__練習問題__:
• A. 家族に関する調査の文章について、次の(i)〜(iii)が内容と合っているかを「はい」か「いいえ」で答え、判断の決め手となる語句を文章からそのまま引用すること。
(i) 小学生の約半数が、家族は「とても仲が良い」と答えている。
(ii) お父さんの役割として最も多く挙げられたのは「ごはんを作る人」である。
(iii) 子どもは自分のことを「家族をもり上げる人」だと認識している。
• B. 家族に関する調査の文章によると、「家族の日」はいつか。
• C. 家族に関する調査の文章の最後の文に続けて、その先を書き進めてください。

トピックス調査

家族のこと、どう思う?

「家族仲が良い」と感じている小中学生は9割以上

毎年11月第3日曜日は「家族の日」。そこで今回は「家族」をテーマに調査しました。忙しい日常の中で家族全員が一緒に過ごす機会は限られていながらも、たとえばデジタルツールでのコミュニケーションや母と娘でみれば「推し活」を一緒にするなどの親子行動を通じて、家族との間で仲の良い関係性を築いていることが、子どもたちの視点を通して見えてきました。

「家族仲が良い」は9割以上。家族内の役割分担がシームレス化。お父さんも お母さんもマルチプレイヤー。

家族の仲の良さを聞いたところ「仲が良い計」が9割を超えました。特に小学生では約半数が「とても仲が良い(48.7%)」と回答し、家族仲の良さがわかります。

中学生は小学生に比べて「とても仲が良い」のスコアが約半減しますが、TOP2計*でみると7割以上が「仲が良い(74.7%)」と感じていました。
*(とても仲が良い+まあ仲が良い計)

家族内の役割では、お父さんは「お金をかせぐ人」が最も高く87.0% 。続いて「自分のことを応援」「困った時に助けてくれる」「ほめる人」「いっしょにお出かけする人」「注意する人」など精神的支えに関する役割が約7割。また家族の世話や家事も4割を超えるスコアで、家事にも関わるお父さんの姿がうかがえます。

お母さんは「ごはんを作る人(90.8%)」が最も多く、2位、3位はお父さんと変わらず「自分のことを応援してくれる人(89.0%)」、「こまったときに助けてくれる人(88.7%)」でした。またお母さんはそれ以外にも家事全般や相談相手など多くの項目でスコアが8割を超える結果となりました。

子ども自身は「家族をもり上げる人(43.2%)」「そうじやかたづけをする人(24.0%)」と自認。家族それぞれが協力しながら、自分にできる役割を果たそうとする様子がうかがえました。

__与えられたデータ__:
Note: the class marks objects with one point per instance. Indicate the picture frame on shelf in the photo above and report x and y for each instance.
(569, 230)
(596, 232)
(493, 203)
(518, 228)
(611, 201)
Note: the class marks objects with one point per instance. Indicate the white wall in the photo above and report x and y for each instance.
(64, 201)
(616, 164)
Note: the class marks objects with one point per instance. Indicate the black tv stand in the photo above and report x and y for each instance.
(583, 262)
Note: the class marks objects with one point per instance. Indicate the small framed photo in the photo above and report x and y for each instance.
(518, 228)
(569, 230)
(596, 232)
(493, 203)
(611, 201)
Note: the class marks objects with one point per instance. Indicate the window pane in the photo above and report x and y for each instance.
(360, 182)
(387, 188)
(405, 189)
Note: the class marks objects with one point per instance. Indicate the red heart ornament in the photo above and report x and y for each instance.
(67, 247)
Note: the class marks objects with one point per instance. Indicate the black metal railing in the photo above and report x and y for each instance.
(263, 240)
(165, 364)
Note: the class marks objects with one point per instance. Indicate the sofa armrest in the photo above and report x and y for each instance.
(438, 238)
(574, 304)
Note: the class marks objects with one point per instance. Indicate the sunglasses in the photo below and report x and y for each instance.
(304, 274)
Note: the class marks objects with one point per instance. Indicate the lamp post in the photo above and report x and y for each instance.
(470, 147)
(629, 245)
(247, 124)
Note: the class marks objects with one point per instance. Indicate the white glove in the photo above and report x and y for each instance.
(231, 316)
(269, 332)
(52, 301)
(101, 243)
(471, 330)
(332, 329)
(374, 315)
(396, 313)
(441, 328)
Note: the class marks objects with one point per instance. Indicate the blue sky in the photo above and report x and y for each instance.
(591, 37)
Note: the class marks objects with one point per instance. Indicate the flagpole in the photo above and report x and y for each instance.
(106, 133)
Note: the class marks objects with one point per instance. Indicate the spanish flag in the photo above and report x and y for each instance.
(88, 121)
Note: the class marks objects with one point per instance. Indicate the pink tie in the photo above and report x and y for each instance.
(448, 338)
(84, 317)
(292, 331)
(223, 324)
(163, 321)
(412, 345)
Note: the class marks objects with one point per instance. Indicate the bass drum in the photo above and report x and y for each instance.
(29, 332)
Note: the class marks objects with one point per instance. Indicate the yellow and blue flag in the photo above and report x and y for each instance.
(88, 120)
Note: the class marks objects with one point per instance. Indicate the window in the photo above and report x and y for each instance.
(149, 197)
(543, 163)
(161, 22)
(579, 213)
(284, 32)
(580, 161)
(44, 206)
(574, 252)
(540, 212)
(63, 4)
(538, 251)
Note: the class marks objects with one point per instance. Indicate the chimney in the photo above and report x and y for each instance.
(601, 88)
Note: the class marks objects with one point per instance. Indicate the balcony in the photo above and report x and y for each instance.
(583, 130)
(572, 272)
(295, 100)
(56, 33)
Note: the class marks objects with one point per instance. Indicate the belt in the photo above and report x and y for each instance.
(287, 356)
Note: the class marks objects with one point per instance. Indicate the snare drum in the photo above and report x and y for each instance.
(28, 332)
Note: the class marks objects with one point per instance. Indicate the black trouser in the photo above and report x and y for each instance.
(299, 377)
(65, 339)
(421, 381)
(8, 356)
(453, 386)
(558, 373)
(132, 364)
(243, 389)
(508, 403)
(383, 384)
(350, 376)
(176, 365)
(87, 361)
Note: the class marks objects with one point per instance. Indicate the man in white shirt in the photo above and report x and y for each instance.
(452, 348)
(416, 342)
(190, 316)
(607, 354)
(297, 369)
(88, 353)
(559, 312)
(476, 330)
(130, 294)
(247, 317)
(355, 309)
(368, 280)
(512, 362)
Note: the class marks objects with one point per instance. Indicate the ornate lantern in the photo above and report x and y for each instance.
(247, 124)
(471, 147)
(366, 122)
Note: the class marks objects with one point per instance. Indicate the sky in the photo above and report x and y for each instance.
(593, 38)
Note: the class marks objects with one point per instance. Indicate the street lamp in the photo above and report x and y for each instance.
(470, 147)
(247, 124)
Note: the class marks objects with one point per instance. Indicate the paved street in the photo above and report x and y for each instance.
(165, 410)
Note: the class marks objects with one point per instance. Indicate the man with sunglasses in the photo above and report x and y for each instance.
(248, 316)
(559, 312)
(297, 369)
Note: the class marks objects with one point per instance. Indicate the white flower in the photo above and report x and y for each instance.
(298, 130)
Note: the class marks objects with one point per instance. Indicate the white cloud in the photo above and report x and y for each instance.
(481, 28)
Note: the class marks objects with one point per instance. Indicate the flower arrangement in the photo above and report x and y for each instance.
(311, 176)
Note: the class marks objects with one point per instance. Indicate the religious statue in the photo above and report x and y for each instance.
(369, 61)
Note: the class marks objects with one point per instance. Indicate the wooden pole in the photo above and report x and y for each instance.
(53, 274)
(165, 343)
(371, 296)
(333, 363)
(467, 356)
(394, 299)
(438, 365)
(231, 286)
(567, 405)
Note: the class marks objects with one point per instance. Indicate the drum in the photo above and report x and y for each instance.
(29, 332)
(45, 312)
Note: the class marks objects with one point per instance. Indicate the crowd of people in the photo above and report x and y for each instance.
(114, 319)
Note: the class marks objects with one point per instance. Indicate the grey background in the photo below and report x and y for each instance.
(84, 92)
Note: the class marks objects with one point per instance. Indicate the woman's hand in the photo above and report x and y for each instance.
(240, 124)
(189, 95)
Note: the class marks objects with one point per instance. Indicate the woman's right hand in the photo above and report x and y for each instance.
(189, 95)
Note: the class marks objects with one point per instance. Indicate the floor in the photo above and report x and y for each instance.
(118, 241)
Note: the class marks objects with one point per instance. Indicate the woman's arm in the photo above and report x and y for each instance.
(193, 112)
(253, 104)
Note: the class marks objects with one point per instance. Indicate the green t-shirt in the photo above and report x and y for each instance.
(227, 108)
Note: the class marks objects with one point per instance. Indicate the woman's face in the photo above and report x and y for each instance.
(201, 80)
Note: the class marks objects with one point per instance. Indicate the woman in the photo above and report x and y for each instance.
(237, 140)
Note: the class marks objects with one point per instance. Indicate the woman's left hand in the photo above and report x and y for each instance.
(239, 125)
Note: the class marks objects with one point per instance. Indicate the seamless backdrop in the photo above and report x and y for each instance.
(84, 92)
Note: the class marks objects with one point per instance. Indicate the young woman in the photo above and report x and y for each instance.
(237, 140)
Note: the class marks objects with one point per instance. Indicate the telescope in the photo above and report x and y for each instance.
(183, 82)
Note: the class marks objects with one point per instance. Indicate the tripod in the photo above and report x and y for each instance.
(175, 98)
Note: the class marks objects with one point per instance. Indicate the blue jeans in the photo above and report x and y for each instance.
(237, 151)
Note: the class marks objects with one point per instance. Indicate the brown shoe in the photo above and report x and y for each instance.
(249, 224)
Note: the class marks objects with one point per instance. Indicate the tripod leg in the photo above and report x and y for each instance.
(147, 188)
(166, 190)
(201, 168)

__解答一覧__:
• A.
(i) はい。『特に小学生では約半数が「とても仲が良い(48.7%)」と回答し』
(ii) いいえ。『お父さんは「お金をかせぐ人」が最も高く87.0%』
(iii) はい。『子ども自身は「家族をもり上げる人(43.2%)」』

• B. 毎年11月第3日曜日。

• C.
家族全員がそろう限られた機会は「休日の夕ごはん」7割。

ふだんの生活行動の「家族全員でいっしょにしている」ことで半数を超えたのは「学校のない休日の夕ごはんを食べる(69.2%)」のみでした。

両親の仕事、子どもの学校や習い事などの忙しい日常の中で、家族全員が一緒に過ごせる機会が限られているのかもしれません。

小中学生のスマホ所持者6割強が「メッセージアプリで家族と連絡を取り合う」 

情報端末の所持について聞いたところ、スマートフォンの所持率は全体で65.2%。小学生では45.7%、中学生では84.7%。今回の調査ではスマートフォンの所持率がキッズ携帯を上回りました。

スマートフォン所持者のうち、6割強が「メッセージアプリで個別に連絡を取り合う(58.6%)」、約半数が「メッセージアプリで家族と写真をシェアし合う(49.9%)」と回答。スマートフォンなどの情報端末を介して、家族間コミュニケーションが行われている様子が分かりました。

会話内容はお父さん・お母さんともに1位「学校」2位「友達」のこと。

ふだんの会話内容は、全体でみると、お父さん、お母さんともに1位「学校であったこと」2位「自分の友達のこと」。3位は、お父さんでは「家族の予定やおでかけ先のこと(47.9%)」、お母さんでは「学校の先生のこと(67.1%)」でした。学校や友達の他にも、勉強や習い事、部活やクラブ活動、自分の趣味など、多岐にわたる内容で会話していることが分かりました。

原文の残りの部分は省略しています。